■ **TASK STATEMENT**
Transcribe the entries that come next exactly, but not the pictures they contain.

(DATA FOR THIS TASK begins)

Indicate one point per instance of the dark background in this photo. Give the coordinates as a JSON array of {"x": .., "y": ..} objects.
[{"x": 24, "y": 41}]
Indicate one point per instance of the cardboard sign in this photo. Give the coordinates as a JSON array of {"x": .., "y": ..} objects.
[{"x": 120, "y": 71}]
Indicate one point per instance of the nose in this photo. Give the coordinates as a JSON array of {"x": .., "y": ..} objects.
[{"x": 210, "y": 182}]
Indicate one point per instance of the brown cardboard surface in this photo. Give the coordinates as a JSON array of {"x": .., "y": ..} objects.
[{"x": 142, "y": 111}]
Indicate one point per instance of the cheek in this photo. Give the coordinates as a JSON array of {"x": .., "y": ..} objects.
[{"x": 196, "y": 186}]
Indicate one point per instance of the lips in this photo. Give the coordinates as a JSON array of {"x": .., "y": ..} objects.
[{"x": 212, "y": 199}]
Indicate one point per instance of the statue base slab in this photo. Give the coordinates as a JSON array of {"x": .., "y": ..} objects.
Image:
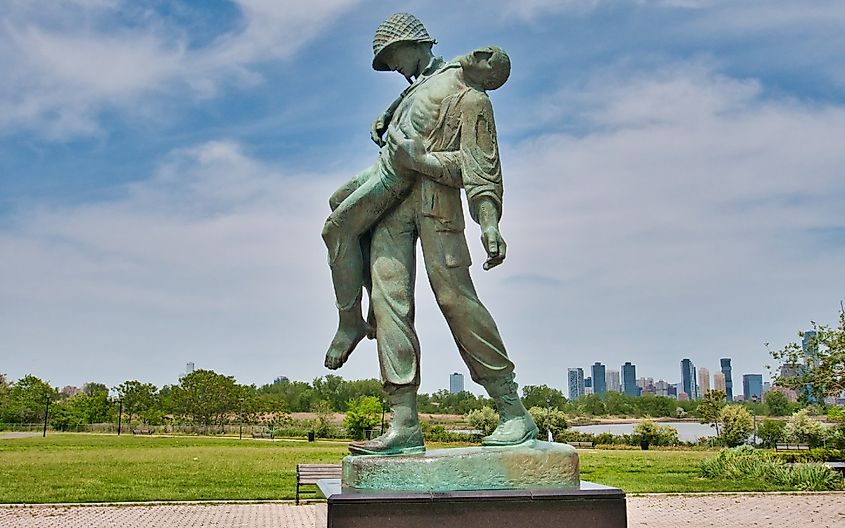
[
  {"x": 531, "y": 465},
  {"x": 589, "y": 504}
]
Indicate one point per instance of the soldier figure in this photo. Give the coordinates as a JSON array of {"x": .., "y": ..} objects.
[{"x": 440, "y": 137}]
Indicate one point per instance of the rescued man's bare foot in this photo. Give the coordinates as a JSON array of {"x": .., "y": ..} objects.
[
  {"x": 349, "y": 334},
  {"x": 371, "y": 323}
]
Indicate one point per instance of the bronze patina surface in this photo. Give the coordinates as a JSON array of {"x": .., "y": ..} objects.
[
  {"x": 436, "y": 141},
  {"x": 532, "y": 465}
]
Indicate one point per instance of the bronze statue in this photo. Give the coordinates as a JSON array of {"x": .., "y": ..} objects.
[{"x": 440, "y": 137}]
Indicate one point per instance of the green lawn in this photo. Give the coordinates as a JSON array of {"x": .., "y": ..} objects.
[
  {"x": 101, "y": 468},
  {"x": 674, "y": 471}
]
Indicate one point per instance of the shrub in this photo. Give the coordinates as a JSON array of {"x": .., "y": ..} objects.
[
  {"x": 362, "y": 413},
  {"x": 803, "y": 429},
  {"x": 737, "y": 425},
  {"x": 745, "y": 462},
  {"x": 549, "y": 419},
  {"x": 484, "y": 419},
  {"x": 770, "y": 432}
]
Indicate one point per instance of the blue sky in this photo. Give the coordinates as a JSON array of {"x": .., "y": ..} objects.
[{"x": 674, "y": 174}]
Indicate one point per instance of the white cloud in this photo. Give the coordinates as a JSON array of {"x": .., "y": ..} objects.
[
  {"x": 64, "y": 65},
  {"x": 689, "y": 208},
  {"x": 216, "y": 259},
  {"x": 682, "y": 223}
]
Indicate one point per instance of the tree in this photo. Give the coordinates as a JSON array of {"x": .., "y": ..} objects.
[
  {"x": 770, "y": 432},
  {"x": 4, "y": 394},
  {"x": 27, "y": 400},
  {"x": 804, "y": 430},
  {"x": 737, "y": 425},
  {"x": 138, "y": 398},
  {"x": 777, "y": 403},
  {"x": 710, "y": 407},
  {"x": 549, "y": 419},
  {"x": 818, "y": 369},
  {"x": 362, "y": 413},
  {"x": 205, "y": 397},
  {"x": 484, "y": 420}
]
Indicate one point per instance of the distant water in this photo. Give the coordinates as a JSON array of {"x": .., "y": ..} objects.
[{"x": 687, "y": 431}]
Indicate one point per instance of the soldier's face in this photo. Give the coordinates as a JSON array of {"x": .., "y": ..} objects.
[{"x": 406, "y": 59}]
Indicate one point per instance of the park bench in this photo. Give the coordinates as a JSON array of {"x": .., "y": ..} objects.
[
  {"x": 792, "y": 447},
  {"x": 309, "y": 474},
  {"x": 836, "y": 466}
]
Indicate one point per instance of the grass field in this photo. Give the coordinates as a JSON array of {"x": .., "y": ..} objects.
[{"x": 107, "y": 468}]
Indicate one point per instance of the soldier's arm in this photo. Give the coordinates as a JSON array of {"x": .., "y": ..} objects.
[{"x": 379, "y": 126}]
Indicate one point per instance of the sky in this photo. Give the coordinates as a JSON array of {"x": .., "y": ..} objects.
[{"x": 674, "y": 176}]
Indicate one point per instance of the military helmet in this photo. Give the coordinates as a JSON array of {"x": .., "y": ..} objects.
[{"x": 399, "y": 27}]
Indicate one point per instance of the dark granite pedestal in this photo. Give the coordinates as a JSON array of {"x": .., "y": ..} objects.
[{"x": 591, "y": 505}]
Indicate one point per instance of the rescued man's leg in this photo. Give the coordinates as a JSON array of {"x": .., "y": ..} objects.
[
  {"x": 393, "y": 269},
  {"x": 342, "y": 232}
]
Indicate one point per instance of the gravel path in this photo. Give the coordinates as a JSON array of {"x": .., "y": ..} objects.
[{"x": 817, "y": 510}]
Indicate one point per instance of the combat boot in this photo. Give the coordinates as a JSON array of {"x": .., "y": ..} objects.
[
  {"x": 404, "y": 436},
  {"x": 515, "y": 423}
]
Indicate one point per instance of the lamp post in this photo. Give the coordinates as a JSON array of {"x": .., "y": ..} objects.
[
  {"x": 382, "y": 416},
  {"x": 46, "y": 413},
  {"x": 754, "y": 417},
  {"x": 119, "y": 416},
  {"x": 241, "y": 428}
]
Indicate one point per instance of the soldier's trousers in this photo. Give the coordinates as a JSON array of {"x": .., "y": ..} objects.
[{"x": 447, "y": 261}]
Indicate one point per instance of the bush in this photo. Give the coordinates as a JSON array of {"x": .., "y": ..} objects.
[
  {"x": 813, "y": 455},
  {"x": 804, "y": 430},
  {"x": 737, "y": 425},
  {"x": 745, "y": 462},
  {"x": 548, "y": 419},
  {"x": 770, "y": 432},
  {"x": 362, "y": 413},
  {"x": 484, "y": 419},
  {"x": 438, "y": 433}
]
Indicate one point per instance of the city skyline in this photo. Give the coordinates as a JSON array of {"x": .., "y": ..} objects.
[{"x": 753, "y": 383}]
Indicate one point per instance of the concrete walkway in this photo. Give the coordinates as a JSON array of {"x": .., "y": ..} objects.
[{"x": 817, "y": 510}]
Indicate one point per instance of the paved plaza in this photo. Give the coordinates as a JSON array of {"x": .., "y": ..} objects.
[{"x": 816, "y": 510}]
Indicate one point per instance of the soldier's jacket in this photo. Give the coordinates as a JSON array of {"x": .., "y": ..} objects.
[{"x": 456, "y": 122}]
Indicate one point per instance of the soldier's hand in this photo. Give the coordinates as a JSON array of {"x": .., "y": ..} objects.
[
  {"x": 405, "y": 153},
  {"x": 495, "y": 246},
  {"x": 377, "y": 131}
]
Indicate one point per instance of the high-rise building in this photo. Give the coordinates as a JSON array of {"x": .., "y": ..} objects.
[
  {"x": 725, "y": 364},
  {"x": 456, "y": 383},
  {"x": 789, "y": 370},
  {"x": 629, "y": 379},
  {"x": 703, "y": 381},
  {"x": 614, "y": 384},
  {"x": 752, "y": 386},
  {"x": 576, "y": 383},
  {"x": 719, "y": 382},
  {"x": 661, "y": 388},
  {"x": 599, "y": 381},
  {"x": 809, "y": 345},
  {"x": 688, "y": 384}
]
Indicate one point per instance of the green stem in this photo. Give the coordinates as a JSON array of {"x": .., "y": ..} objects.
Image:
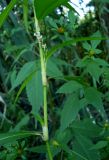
[
  {"x": 44, "y": 83},
  {"x": 49, "y": 151}
]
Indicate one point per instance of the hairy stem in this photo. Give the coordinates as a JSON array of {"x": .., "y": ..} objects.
[{"x": 44, "y": 83}]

(DATA FOR THIS TASK ends)

■ **EXERCISE OUTPUT**
Indicate one point per instance of the dark background in this photo. Give the coordinates as a JSON array of {"x": .., "y": ..} objects.
[{"x": 24, "y": 41}]
Indicate one point per instance of the cardboard sign in this photo. Give the coordinates as a JSON array of {"x": .., "y": ..} objects.
[{"x": 120, "y": 71}]
Indicate one point per instance of the nose in this photo. Give the coordinates as a JSON array of {"x": .., "y": ..} objects.
[{"x": 210, "y": 182}]
Indicate one point per instance of the brown cardboard surface in this photo. Give the coordinates as a JSON array of {"x": .., "y": ..} objects.
[{"x": 142, "y": 111}]
Indicate one point per instance of the cheek in this photo. Give the coordinates as a JSON array of {"x": .., "y": ..} objects.
[{"x": 196, "y": 186}]
Indicate one point per instance of the lips in this photo. Give the coordinates as a JSON array of {"x": .., "y": ..} objects.
[{"x": 212, "y": 199}]
Indicate one point per instance of the statue base slab in this photo. Give the coordinates as a JSON array of {"x": .., "y": ..} objects.
Image:
[
  {"x": 531, "y": 465},
  {"x": 589, "y": 504}
]
Indicate one point per instance of the soldier figure in this photo. Give the coordinates as a JSON array of {"x": .., "y": ..} objects.
[{"x": 440, "y": 137}]
Indicate one point per instance of the rescued man's bare foot in this photo. Give the coordinates as a JSON array of {"x": .., "y": ..} objects.
[
  {"x": 349, "y": 334},
  {"x": 371, "y": 323}
]
Indicate one point per instance of the bronze patina surface in this photo. Give the coordinates as a JSON array of {"x": .., "y": ..} objects.
[
  {"x": 436, "y": 141},
  {"x": 532, "y": 465}
]
Indicate one point per instance of the bronze statue in this photo. Give the coordinates as a JSON array of {"x": .., "y": ..} objects.
[{"x": 440, "y": 137}]
Indicate one point per instance of the green lawn in this photo. Give the coordinates as a JSON array of {"x": .., "y": ..} objects.
[
  {"x": 101, "y": 468},
  {"x": 674, "y": 471}
]
Indicate one point per instance of the shrub in this photo. Give the coordinates as a JSON array of {"x": .., "y": ..} objects.
[
  {"x": 362, "y": 413},
  {"x": 803, "y": 429},
  {"x": 737, "y": 425},
  {"x": 745, "y": 462},
  {"x": 549, "y": 419},
  {"x": 484, "y": 419},
  {"x": 770, "y": 432}
]
Indicate one point per instance of the blue sky in this photo. Give the coordinates as a JSON array of {"x": .., "y": ..} objects.
[{"x": 674, "y": 174}]
Indicate one point per instance of the white cloud in this photo. Give the coordinates as a JSON array of {"x": .., "y": ..} objects.
[
  {"x": 64, "y": 65},
  {"x": 689, "y": 208},
  {"x": 216, "y": 259},
  {"x": 682, "y": 223}
]
Indicate one point per instance of the tree in this photo. Give the coordinates as a JSON array of {"x": .., "y": ..} objects.
[
  {"x": 770, "y": 432},
  {"x": 4, "y": 394},
  {"x": 27, "y": 400},
  {"x": 804, "y": 430},
  {"x": 737, "y": 425},
  {"x": 138, "y": 398},
  {"x": 777, "y": 403},
  {"x": 710, "y": 407},
  {"x": 549, "y": 419},
  {"x": 818, "y": 369},
  {"x": 362, "y": 413},
  {"x": 205, "y": 397},
  {"x": 484, "y": 420}
]
Indicate one point per instance of the distant water in this photo. Give the coordinates as a JSON array of {"x": .., "y": ..} objects.
[{"x": 687, "y": 431}]
Indicate one point per instance of the soldier's face in this photo. Give the coordinates as a JSON array of {"x": .., "y": ..} objects.
[{"x": 406, "y": 59}]
Indicate one point per instance of the park bench in this photo. Give the coordinates as a JSON array of {"x": .., "y": ..} objects.
[
  {"x": 792, "y": 447},
  {"x": 309, "y": 474},
  {"x": 836, "y": 466}
]
Indicate one point per instance of the grass field in this photo. Give the coordinates as a JSON array of {"x": .., "y": ..} objects.
[{"x": 107, "y": 468}]
Indicate one point per instance of the soldier's arm in this photo. Give the coordinates as a JSON array of {"x": .., "y": ..} objects.
[{"x": 379, "y": 126}]
Indicate one point per instance of the sky in this photo. Give the coordinates as a JSON array of {"x": .., "y": ..} objects.
[{"x": 674, "y": 176}]
Indicate one point per instance of the military helmet in this photo. Give the coordinates as a JSON array of {"x": .., "y": ..} objects.
[{"x": 399, "y": 27}]
Indicate one point per instance of the dark granite pedestal in this photo. Give the coordinates as a JSON array of {"x": .., "y": ..} objects.
[{"x": 591, "y": 505}]
Indicate one point per instance of the rescued man's leg in this photo. Give the coordinates as a JSON array of {"x": .., "y": ..} objects.
[
  {"x": 393, "y": 269},
  {"x": 342, "y": 232}
]
Indicate one point per instance of the gravel path in this photo. Give the coordinates as a JSON array of {"x": .., "y": ..} objects.
[{"x": 817, "y": 510}]
Indicate one point per instance of the combat boot in this photo. Give the coordinates as a JSON array of {"x": .., "y": ..} objects.
[
  {"x": 404, "y": 436},
  {"x": 515, "y": 423}
]
Indicate one point per instance of the lamp post in this photo. Give the coordinates as a JSON array of {"x": .., "y": ..} objects.
[
  {"x": 382, "y": 416},
  {"x": 46, "y": 413},
  {"x": 754, "y": 417},
  {"x": 119, "y": 416},
  {"x": 241, "y": 428}
]
Indicate one point per instance of the soldier's trousers in this photo. Give the coordinates as a JSON array of {"x": .., "y": ..} objects.
[{"x": 447, "y": 261}]
Indicate one point per instance of the bush in this photo. Give the coordinates as a JSON array of {"x": .., "y": ..} objects.
[
  {"x": 813, "y": 455},
  {"x": 804, "y": 430},
  {"x": 737, "y": 425},
  {"x": 745, "y": 462},
  {"x": 548, "y": 419},
  {"x": 770, "y": 432},
  {"x": 362, "y": 413},
  {"x": 484, "y": 419},
  {"x": 438, "y": 433}
]
Indicate one point per instance of the city skyline in this photo. Give the coordinates as a JSON array of {"x": .., "y": ..} objects.
[{"x": 753, "y": 383}]
Indicate one point per instance of the concrete walkway in this photo. Give the coordinates as a JSON array of {"x": .., "y": ..} objects.
[{"x": 817, "y": 510}]
Indicate one point per instance of the paved plaza in this photo. Give the coordinates as a JSON array of {"x": .., "y": ..} objects.
[{"x": 816, "y": 510}]
Indicate one point per instance of the soldier's jacket in this photo. Give the coordinates as a JSON array of {"x": .., "y": ..} objects.
[{"x": 456, "y": 122}]
Indicate one point per instance of the soldier's hand in this photo. Give the coordinates as a JSON array of {"x": .., "y": ..} objects.
[
  {"x": 405, "y": 153},
  {"x": 495, "y": 246},
  {"x": 377, "y": 131}
]
Indicate one point per instance of the high-rise building in this photo. Give the coordinates as a JSON array of {"x": .., "y": ..} objects.
[
  {"x": 725, "y": 364},
  {"x": 456, "y": 383},
  {"x": 789, "y": 370},
  {"x": 629, "y": 379},
  {"x": 703, "y": 381},
  {"x": 614, "y": 384},
  {"x": 752, "y": 386},
  {"x": 576, "y": 383},
  {"x": 719, "y": 382},
  {"x": 661, "y": 388},
  {"x": 599, "y": 381},
  {"x": 809, "y": 345},
  {"x": 688, "y": 384}
]
Indicate one point per instance of the green stem in this photo. Give the coordinates as a JSON array of {"x": .., "y": ..} objects.
Image:
[
  {"x": 44, "y": 83},
  {"x": 49, "y": 151}
]
Indicate one point per instance of the hairy stem in this photo. Give the coordinates as a JSON array of {"x": .., "y": ..} objects.
[{"x": 44, "y": 83}]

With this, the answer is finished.